■ Set exercise ■
Could you print all the entries exactly?

Object point labels:
>> Start

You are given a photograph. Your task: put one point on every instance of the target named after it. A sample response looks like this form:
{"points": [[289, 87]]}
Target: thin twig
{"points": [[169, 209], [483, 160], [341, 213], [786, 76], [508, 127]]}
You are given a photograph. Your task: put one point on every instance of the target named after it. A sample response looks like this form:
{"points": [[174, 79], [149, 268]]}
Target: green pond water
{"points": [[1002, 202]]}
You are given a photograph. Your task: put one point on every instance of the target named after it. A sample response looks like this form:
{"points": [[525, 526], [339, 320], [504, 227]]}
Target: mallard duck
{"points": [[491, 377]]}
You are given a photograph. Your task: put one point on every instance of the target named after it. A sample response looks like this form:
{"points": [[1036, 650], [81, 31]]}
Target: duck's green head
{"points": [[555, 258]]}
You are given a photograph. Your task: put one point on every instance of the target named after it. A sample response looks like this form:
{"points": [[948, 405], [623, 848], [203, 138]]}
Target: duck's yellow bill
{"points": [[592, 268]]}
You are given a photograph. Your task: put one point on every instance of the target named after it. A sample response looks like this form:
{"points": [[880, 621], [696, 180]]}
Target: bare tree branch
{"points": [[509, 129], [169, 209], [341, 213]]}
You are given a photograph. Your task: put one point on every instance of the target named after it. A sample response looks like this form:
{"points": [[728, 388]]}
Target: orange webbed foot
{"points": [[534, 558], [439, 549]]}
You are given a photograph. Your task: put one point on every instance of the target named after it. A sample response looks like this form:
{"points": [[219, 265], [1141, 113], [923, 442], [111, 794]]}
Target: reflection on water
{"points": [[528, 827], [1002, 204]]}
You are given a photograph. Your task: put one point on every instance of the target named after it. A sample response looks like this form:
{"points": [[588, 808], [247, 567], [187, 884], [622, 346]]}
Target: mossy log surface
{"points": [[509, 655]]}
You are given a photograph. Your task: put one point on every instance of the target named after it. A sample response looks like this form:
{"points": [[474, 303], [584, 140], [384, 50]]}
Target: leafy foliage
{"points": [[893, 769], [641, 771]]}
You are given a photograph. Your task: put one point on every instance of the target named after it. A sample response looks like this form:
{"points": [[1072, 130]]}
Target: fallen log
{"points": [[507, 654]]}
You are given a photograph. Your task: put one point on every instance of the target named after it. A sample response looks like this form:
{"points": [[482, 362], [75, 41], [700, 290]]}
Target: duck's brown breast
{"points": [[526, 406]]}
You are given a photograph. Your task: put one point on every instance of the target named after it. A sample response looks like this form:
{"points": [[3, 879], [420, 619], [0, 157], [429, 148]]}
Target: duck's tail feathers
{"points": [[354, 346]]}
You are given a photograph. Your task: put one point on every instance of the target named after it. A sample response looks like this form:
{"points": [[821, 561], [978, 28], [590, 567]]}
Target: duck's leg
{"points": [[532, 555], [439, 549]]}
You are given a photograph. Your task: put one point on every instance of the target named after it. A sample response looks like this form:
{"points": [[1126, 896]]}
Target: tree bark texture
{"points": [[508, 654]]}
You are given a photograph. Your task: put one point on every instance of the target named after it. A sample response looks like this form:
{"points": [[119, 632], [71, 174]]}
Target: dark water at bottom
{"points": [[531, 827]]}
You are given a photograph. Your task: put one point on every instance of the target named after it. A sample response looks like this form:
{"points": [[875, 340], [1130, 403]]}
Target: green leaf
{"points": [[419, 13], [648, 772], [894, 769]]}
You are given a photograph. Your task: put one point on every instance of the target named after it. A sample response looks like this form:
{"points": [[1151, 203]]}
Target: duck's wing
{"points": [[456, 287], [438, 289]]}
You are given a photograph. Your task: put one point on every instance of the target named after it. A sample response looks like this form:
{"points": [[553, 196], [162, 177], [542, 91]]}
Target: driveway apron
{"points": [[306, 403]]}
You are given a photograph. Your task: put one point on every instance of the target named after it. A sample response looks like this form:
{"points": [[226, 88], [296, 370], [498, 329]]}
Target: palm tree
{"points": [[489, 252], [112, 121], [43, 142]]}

>> End

■ Output for this task ■
You are given a photograph. Your task: put one point on every instance of the target named after it. A sample response looks like this form:
{"points": [[289, 87]]}
Target: thin twig
{"points": [[169, 209], [483, 160], [341, 213], [786, 76], [508, 127]]}
You are given a photograph. Your task: put one point on every instance of the target named after it. A sample response looks like this form:
{"points": [[174, 79], [149, 268]]}
Target: green pond water
{"points": [[1002, 202]]}
You are given a photograph. Your task: put one point on every instance of the target named after it. A sample response looks like this form:
{"points": [[525, 526], [339, 320], [504, 227]]}
Target: mallard duck
{"points": [[491, 377]]}
You are given a photograph. Your task: put one point on every instance of the target named after it. A sample response looks like this form:
{"points": [[1036, 650], [81, 31]]}
Target: duck's green head
{"points": [[555, 258]]}
You are given a photograph. Your task: put one point on every instance of the target named after it. A sample response looks like this form:
{"points": [[948, 405], [623, 848], [203, 138]]}
Target: duck's yellow bill
{"points": [[592, 268]]}
You are given a photograph. Your task: put one point on every instance of the target named after it. A sample response looks like this form:
{"points": [[880, 621], [696, 180]]}
Target: bare tree branch
{"points": [[509, 129], [169, 209], [341, 213]]}
You are given a photograph. Your task: put one point on every instance of the target named after it. A sample response looks like this form:
{"points": [[728, 388]]}
Target: orange webbed foot
{"points": [[534, 558], [439, 549]]}
You are given a photograph. Your task: put one point on every instance of the target named after it. A sample response looks like this form:
{"points": [[219, 265], [1141, 113], [923, 442], [111, 794]]}
Target: reflection on water
{"points": [[528, 827], [1002, 204]]}
You are given a photograph. Your task: put one point on every instance of the target named after it. A sample response looks like this form:
{"points": [[588, 808], [247, 567], [187, 884], [622, 346]]}
Target: mossy log surface
{"points": [[509, 655]]}
You are given a photograph. Your task: put one point on every instance of the target named after it. A sample response looks like this form:
{"points": [[474, 303], [584, 140], [384, 50]]}
Target: leafy foliage
{"points": [[893, 769], [641, 771]]}
You are given a photograph. Your task: put one point on every instance of the target named after it. A sample response looks like this form:
{"points": [[1072, 130]]}
Target: fallen log
{"points": [[507, 654]]}
You are given a photograph. Your task: put one point on every instance of the target named after it. A sample response looks like this form:
{"points": [[482, 362], [75, 41], [700, 290]]}
Target: duck's brown breast
{"points": [[526, 406]]}
You are given a photograph. Your task: put one point on every instance of the target named after it. A sample response looks like this form:
{"points": [[3, 879], [420, 619], [0, 157], [429, 148]]}
Target: duck's tail feathers
{"points": [[354, 346]]}
You are given a photograph. Your task: put one point on every instance of the target named after it. A sample response looks like this form:
{"points": [[821, 561], [978, 28], [590, 567]]}
Target: duck's leg
{"points": [[532, 555], [439, 549]]}
You are given a photograph. Your task: put one point on every instance of the target named after it. A sample response looks like this form:
{"points": [[1126, 896]]}
Target: tree bark texture
{"points": [[508, 654]]}
You are given a photograph. Your task: put one point on every instance of the target named after it. A sample response looks like this form:
{"points": [[119, 632], [71, 174]]}
Target: dark water at bottom
{"points": [[531, 827]]}
You are given a photograph. Your task: put one point on every instance of the target named after it. A sample response looks like this form:
{"points": [[875, 340], [1130, 403]]}
Target: green leaf
{"points": [[419, 13], [648, 772], [894, 769]]}
You are given a photograph. Your task: put one point on every instance of the target named after it. A sample response looks like this form:
{"points": [[1151, 203]]}
Target: duck's wing
{"points": [[456, 287], [438, 289]]}
You are given a photograph. Your task: put one point on every instance of the target named after it. A sample response looks like this form:
{"points": [[553, 196], [162, 177], [542, 91]]}
Target: driveway apron
{"points": [[306, 403]]}
You are given a photograph. Your task: put one point on every instance of the target named after it. A sample response looks like this form:
{"points": [[226, 88], [296, 370], [498, 329]]}
Target: palm tree
{"points": [[489, 252], [112, 121], [43, 142]]}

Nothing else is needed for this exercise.